(begin)

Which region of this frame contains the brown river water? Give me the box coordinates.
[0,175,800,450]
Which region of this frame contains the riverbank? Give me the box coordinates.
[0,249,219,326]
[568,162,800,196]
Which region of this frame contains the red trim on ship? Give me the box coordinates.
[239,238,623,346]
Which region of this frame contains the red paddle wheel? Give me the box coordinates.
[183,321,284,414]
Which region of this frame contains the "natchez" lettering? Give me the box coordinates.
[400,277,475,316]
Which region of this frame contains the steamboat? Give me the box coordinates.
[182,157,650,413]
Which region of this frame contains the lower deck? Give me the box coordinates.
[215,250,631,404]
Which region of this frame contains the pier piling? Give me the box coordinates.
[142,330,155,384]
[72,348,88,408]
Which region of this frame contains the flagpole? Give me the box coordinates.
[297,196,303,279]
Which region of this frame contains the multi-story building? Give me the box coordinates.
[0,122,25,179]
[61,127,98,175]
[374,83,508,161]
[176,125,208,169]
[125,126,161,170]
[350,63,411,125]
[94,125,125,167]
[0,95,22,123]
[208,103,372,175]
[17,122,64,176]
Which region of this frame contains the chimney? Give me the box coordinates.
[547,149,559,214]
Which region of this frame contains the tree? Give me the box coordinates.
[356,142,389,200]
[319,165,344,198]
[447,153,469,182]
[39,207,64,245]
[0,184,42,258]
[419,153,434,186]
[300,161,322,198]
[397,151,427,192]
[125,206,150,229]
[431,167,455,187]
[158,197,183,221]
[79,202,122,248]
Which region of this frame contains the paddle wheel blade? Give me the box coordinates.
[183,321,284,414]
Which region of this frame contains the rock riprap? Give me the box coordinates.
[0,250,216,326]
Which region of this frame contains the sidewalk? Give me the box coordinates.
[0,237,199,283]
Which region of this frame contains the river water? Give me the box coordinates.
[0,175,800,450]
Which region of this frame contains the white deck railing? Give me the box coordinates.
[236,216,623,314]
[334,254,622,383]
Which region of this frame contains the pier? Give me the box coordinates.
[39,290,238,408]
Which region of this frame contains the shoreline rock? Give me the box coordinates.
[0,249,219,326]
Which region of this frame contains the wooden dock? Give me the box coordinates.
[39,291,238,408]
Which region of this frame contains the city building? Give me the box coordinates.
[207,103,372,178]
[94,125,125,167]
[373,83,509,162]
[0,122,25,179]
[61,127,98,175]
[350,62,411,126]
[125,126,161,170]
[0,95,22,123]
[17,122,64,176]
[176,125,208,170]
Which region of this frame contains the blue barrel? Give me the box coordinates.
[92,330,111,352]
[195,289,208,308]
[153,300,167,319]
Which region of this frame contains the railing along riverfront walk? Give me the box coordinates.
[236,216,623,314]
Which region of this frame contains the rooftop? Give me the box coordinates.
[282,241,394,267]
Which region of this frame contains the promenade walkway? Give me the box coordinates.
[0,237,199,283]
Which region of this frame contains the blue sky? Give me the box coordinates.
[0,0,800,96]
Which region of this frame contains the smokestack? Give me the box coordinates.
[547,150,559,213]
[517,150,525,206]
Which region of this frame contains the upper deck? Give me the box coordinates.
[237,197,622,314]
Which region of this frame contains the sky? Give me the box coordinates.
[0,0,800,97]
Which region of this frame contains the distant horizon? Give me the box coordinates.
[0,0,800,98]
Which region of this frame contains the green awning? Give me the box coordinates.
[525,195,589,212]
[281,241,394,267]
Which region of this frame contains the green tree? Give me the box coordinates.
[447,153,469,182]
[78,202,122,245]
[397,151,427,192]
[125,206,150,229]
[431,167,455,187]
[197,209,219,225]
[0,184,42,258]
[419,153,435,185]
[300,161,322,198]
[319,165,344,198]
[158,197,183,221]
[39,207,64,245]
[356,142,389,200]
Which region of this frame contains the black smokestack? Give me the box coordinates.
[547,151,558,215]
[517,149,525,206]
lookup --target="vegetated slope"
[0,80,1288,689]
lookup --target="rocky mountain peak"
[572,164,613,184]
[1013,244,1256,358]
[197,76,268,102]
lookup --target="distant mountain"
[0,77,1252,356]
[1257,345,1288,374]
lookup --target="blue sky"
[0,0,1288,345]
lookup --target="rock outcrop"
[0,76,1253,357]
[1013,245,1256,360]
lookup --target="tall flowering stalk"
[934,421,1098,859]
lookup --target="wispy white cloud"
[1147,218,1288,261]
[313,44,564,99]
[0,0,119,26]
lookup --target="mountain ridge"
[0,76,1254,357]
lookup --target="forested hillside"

(end)

• _PROBLEM STATEMENT_
Please convert the data above, starting at the line containing "Which region of this frame contains the distant" and ending at the line containing "[197,76,268,102]", into a Markdown table with the columns Number and Text. Leave out any blank lines.

• _THE REPLY_
| Number | Text |
|---|---|
| 1 | Which region of this frame contains the distant horizon? Give me the box coordinates. |
| 2 | [0,0,800,98] |
| 3 | Which region of this frame contains the green awning? Give me the box coordinates. |
| 4 | [525,195,589,212] |
| 5 | [281,241,394,267] |
| 6 | Which region of this frame contains the green tree? Give me the box coordinates. |
| 7 | [447,153,469,182] |
| 8 | [78,202,122,245] |
| 9 | [397,151,427,192] |
| 10 | [125,206,150,229] |
| 11 | [431,167,455,187] |
| 12 | [197,209,219,225] |
| 13 | [0,184,42,258] |
| 14 | [419,153,435,185] |
| 15 | [300,161,322,198] |
| 16 | [319,165,344,198] |
| 17 | [158,197,183,221] |
| 18 | [39,207,64,245] |
| 19 | [356,142,389,200] |
| 20 | Which region of this frame contains the black smokestack? Give me the box coordinates. |
| 21 | [547,151,558,215] |
| 22 | [517,149,525,206] |
| 23 | lookup --target="vegetated slope" |
| 24 | [0,80,1288,689] |
| 25 | lookup --target="rocky mountain peak" |
| 26 | [572,164,613,184] |
| 27 | [1013,244,1256,358] |
| 28 | [197,76,268,102] |